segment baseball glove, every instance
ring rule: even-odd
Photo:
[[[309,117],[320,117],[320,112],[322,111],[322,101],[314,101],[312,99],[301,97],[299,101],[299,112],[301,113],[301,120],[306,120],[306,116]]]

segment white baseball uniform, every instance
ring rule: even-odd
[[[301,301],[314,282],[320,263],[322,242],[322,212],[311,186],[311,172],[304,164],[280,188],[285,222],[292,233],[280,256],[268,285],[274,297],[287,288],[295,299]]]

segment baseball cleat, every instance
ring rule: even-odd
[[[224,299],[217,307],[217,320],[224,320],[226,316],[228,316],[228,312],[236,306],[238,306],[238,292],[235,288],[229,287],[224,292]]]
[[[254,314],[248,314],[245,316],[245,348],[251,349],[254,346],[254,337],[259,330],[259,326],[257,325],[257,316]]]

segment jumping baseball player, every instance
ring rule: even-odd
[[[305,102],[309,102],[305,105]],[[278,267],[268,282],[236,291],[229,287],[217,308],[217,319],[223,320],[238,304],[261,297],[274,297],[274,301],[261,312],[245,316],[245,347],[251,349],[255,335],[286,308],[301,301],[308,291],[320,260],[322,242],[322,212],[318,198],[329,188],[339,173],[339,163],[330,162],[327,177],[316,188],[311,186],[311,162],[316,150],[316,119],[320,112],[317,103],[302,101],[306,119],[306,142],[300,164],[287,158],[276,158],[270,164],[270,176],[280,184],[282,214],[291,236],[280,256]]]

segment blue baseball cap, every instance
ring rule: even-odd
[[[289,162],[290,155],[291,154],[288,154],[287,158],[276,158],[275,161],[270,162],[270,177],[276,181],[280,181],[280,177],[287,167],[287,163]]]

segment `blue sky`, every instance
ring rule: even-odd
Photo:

Short exercise » Copy the lines from the one containing "segment blue baseball cap, every instance" through the end of the records, substituting "fill rule" for every "ring rule" and keeping everything else unchanged.

Right answer »
segment blue baseball cap, every instance
fill rule: even-odd
[[[289,162],[290,155],[291,154],[288,154],[287,158],[276,158],[275,161],[270,162],[270,177],[276,181],[280,181],[280,177],[287,167],[287,163]]]

segment `blue sky`, every instance
fill rule: even-odd
Photo:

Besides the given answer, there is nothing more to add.